08 April 2020
To really value our healthcare workers, we need to close the gender pay gap
Anne Laure Humbert
ANNE LAURE HUMBERT: Women, who make up the majority of healthcare workers, still face a significant pay gap in the sector
Over the last month or so we’ve seen governments, companies and individuals working flat out to adjust to the new reality of the Covid-19 crisis. Part of the UK government’s response to ease the burden on business was to suspend gender pay gap reporting for this year. Whilst understandable, this is symbolically unfortunate, given we are this year set to celebrate the 50th anniversary of the Equal Pay Act (1970). It is also disappointing in light of one group of workers who deserve greater attention in these debates: healthcare workers, and most particularly nurses, 90 per cent of whom are women.
The gender pay gap is defined as the percentage difference between gross hourly earnings of working women and working men. According to Eurostat, in 2017 the gender pay gap in the UK amounted to 21 per cent, above the EU-28 average of 16 per cent. This is a significant gap, and one that only increases as people age. Indeed, the gender pension gap for those aged 65+ averaged 30 per cent in the EU-28, and 34 per cent specifically in the UK, in 2018.
Even though gender pay reporting only provides a partial picture, it nevertheless represents an important tool to eradicate pay differences. It mirrors efforts and recommendations at EU level to achieve greater pay transparency, as recently featured in the new European Commission’s Gender Equality Strategy 2020-25.

> Complete the following:
[A] In the article on the gender pay gap among healthcare workers, what share of nurses are women?
[B] Update the stretch of the article on the healthcare gender pay gap from "08 April 2020" through "whom are women.", replacing "healthcare workers" with "health workers".
[C] Write what comes next in the article on the gender pay gap for healthcare workers, picking up after its last sentence.

> Provided material:
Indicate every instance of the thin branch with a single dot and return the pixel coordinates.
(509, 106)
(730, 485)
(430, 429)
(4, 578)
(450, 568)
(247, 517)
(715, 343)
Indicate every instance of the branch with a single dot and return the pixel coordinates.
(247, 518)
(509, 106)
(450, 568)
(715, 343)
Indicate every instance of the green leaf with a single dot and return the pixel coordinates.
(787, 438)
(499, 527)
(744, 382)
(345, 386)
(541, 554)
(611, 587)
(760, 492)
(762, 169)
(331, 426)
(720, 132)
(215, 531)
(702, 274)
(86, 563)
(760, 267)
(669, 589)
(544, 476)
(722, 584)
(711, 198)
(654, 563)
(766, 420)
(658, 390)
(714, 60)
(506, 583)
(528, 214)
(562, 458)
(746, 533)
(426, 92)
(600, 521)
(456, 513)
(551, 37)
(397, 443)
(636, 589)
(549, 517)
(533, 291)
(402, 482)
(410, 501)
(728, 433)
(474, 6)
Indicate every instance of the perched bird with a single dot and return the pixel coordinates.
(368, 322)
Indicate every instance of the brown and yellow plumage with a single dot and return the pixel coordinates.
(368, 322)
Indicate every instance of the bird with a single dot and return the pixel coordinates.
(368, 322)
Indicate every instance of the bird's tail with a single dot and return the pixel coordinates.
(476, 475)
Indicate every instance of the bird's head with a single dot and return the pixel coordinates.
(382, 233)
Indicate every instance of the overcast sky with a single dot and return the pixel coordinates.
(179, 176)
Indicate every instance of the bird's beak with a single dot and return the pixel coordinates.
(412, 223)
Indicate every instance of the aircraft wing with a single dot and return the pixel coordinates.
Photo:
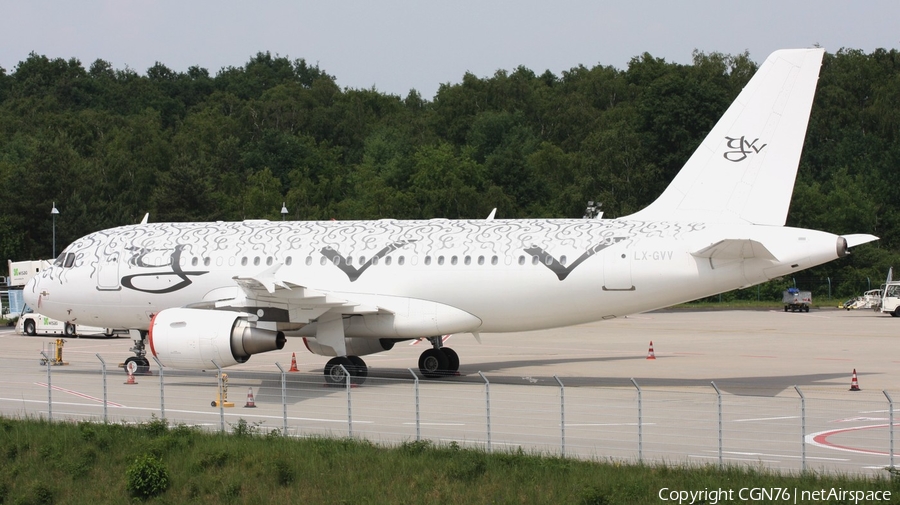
(735, 249)
(302, 304)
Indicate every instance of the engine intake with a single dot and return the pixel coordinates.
(193, 338)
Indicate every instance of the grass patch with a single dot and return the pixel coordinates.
(69, 463)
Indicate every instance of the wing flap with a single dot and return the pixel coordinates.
(303, 303)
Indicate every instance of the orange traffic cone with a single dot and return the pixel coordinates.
(854, 384)
(251, 403)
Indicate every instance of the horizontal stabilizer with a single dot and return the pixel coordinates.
(859, 239)
(736, 249)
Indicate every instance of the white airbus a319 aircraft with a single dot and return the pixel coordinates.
(194, 293)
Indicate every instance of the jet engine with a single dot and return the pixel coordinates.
(193, 338)
(356, 346)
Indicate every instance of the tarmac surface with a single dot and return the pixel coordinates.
(761, 387)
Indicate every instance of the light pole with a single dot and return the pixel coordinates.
(54, 213)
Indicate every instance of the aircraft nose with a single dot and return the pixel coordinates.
(31, 291)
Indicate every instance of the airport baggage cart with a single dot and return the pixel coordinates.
(796, 301)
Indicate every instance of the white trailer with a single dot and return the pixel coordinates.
(32, 323)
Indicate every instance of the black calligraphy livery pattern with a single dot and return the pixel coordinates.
(164, 248)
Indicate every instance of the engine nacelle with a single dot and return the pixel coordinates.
(355, 346)
(193, 338)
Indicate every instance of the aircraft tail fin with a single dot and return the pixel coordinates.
(744, 171)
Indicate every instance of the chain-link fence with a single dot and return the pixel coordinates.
(796, 429)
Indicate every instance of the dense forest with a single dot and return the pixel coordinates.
(109, 145)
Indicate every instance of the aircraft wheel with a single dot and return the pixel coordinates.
(334, 375)
(433, 363)
(360, 370)
(143, 365)
(452, 359)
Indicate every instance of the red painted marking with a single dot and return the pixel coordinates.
(80, 395)
(822, 439)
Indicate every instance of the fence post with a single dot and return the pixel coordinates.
(103, 375)
(349, 404)
(418, 419)
(283, 401)
(890, 423)
(802, 429)
(487, 399)
(719, 395)
(49, 388)
(640, 423)
(562, 414)
(221, 397)
(162, 392)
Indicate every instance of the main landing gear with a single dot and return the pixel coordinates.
(140, 354)
(336, 370)
(439, 361)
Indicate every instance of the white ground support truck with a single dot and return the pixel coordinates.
(32, 323)
(890, 298)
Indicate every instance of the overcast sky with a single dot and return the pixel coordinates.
(398, 45)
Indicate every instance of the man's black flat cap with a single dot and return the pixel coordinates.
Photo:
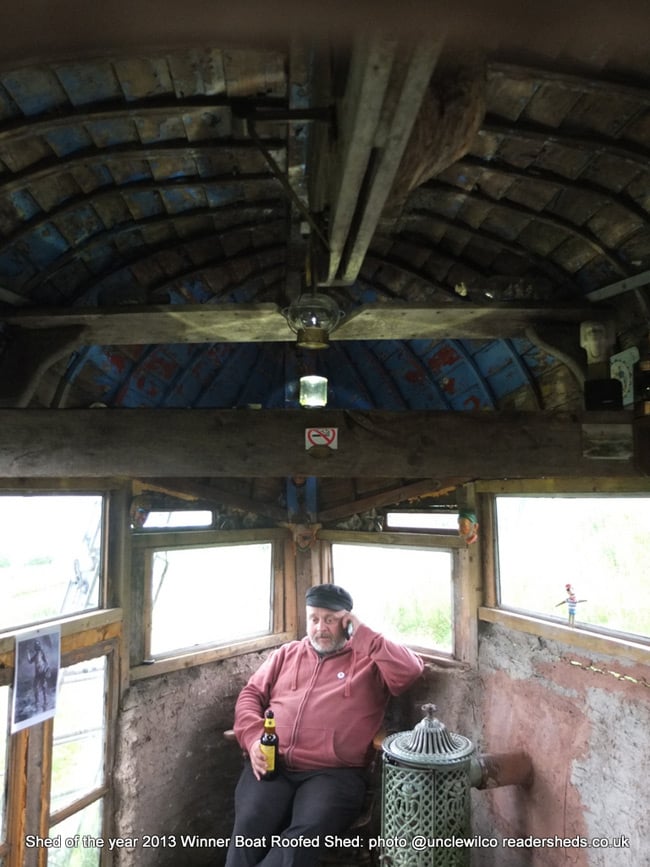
(329, 596)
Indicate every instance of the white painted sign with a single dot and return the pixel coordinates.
(322, 436)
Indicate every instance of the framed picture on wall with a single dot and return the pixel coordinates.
(36, 676)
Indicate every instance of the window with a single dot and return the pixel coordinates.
(598, 545)
(79, 746)
(50, 556)
(4, 711)
(442, 522)
(156, 520)
(403, 592)
(209, 594)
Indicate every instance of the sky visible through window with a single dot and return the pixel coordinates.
(50, 556)
(599, 545)
(405, 593)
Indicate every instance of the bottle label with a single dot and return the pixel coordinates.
(269, 755)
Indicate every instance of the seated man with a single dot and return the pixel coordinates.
(328, 693)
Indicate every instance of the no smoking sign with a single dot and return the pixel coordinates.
(321, 436)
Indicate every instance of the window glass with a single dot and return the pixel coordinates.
(84, 826)
(4, 711)
(50, 556)
(208, 595)
(597, 545)
(405, 593)
(441, 521)
(79, 739)
(183, 518)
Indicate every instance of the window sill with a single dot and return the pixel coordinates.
(169, 663)
(576, 636)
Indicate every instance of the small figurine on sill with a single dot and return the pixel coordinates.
(467, 526)
(571, 602)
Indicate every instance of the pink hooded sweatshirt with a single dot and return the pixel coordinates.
(327, 708)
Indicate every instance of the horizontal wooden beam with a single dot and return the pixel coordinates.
(143, 443)
(254, 323)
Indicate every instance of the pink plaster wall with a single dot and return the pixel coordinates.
(585, 722)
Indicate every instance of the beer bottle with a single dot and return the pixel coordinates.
(269, 744)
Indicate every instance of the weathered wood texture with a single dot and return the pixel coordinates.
(255, 323)
(213, 443)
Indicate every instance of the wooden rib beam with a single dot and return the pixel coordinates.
(255, 323)
(383, 94)
(174, 443)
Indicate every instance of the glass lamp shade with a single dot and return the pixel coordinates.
(313, 317)
(313, 391)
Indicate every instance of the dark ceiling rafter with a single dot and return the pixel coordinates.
(29, 126)
(69, 207)
(589, 144)
(153, 214)
(173, 221)
(46, 168)
(544, 176)
(380, 261)
(581, 82)
(528, 257)
(212, 263)
(556, 222)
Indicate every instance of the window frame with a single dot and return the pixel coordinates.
(585, 637)
(145, 542)
(79, 490)
(463, 649)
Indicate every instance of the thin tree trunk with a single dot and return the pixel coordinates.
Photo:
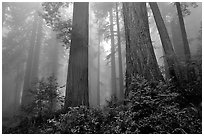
(98, 73)
(166, 43)
(113, 72)
(35, 62)
(26, 99)
(190, 71)
(4, 6)
(121, 94)
(77, 78)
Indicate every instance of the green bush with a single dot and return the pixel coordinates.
(150, 107)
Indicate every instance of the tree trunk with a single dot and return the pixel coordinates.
(140, 56)
(177, 43)
(36, 54)
(4, 6)
(121, 94)
(166, 43)
(26, 99)
(113, 72)
(77, 78)
(190, 71)
(98, 73)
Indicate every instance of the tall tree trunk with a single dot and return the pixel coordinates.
(26, 99)
(177, 43)
(140, 56)
(189, 70)
(121, 94)
(170, 56)
(98, 73)
(77, 78)
(36, 54)
(4, 6)
(113, 72)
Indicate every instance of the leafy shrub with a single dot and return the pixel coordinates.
(150, 107)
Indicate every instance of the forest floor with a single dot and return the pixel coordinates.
(149, 108)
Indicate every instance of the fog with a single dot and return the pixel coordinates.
(51, 57)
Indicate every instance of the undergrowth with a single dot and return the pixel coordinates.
(150, 107)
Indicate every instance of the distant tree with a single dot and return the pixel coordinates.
(28, 78)
(77, 77)
(121, 84)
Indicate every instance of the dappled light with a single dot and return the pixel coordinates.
(102, 67)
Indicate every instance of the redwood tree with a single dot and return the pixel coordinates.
(77, 78)
(140, 57)
(121, 94)
(170, 56)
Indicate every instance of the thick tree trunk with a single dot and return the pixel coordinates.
(98, 73)
(166, 43)
(77, 78)
(140, 56)
(121, 93)
(113, 72)
(26, 98)
(190, 71)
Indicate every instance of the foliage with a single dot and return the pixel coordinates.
(150, 107)
(45, 93)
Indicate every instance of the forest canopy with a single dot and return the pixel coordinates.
(102, 67)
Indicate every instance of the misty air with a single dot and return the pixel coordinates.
(102, 68)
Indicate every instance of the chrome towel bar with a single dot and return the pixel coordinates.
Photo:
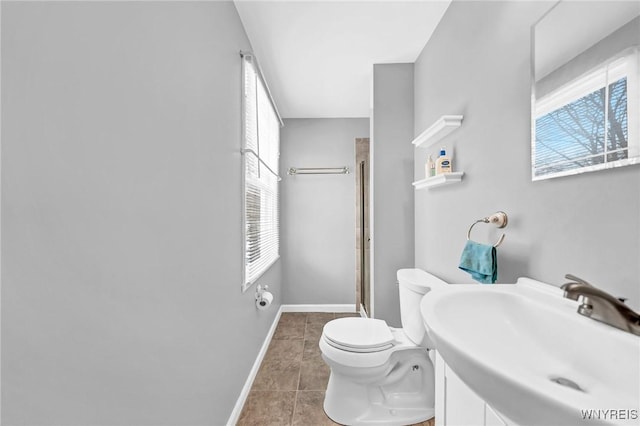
(318, 170)
(499, 219)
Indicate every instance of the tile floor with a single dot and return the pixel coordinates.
(290, 384)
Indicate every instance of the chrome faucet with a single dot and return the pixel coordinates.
(601, 306)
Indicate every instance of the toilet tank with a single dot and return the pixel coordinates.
(413, 284)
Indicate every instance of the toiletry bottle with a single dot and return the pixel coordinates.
(430, 168)
(443, 163)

> Written answers:
[A] 90 percent

[B]
08 April 2020
To really value our health workers, we need to close the gender pay gap
Anne Laure Humbert
ANNE LAURE HUMBERT: Women, who make up the majority of health workers, still face a significant pay gap in the sector
Over the last month or so we’ve seen governments, companies and individuals working flat out to adjust to the new reality of the Covid-19 crisis. Part of the UK government’s response to ease the burden on business was to suspend gender pay gap reporting for this year. Whilst understandable, this is symbolically unfortunate, given we are this year set to celebrate the 50th anniversary of the Equal Pay Act (1970). It is also disappointing in light of one group of workers who deserve greater attention in these debates: health workers, and most particularly nurses, 90 per cent of whom are women.

[C]
The gender pay gap is characterised by various factors, some of which are structural and some of which are potentially discriminating on the basis of sex. Structural factors can be differences in working hours or segregation patterns (eg women’s under-representation in more senior positions or in certain sectors), shaped, to a large extent, by gendered social norms and stereotypes. Once the effects of these structural factors have been taken into account what remains unexplained can be understood as discrimination. In examining the gender pay gap, it is important to consider how these two components play out and to quantify them using statistical decomposition methods.
The current way of measuring the gender pay gap is also problematic because it relies on hourly pay. However, differences in pay are most prominent when measured weekly, monthly or annually due to differences in working patterns, for example women are much more likely than men to work on a part-time basis. Furthermore, measuring pay is more meaningful to the reality of people’s lives when measured at the weekly or monthly level, since this is the aggregate that allows them to pay bills and meet other financial commitments.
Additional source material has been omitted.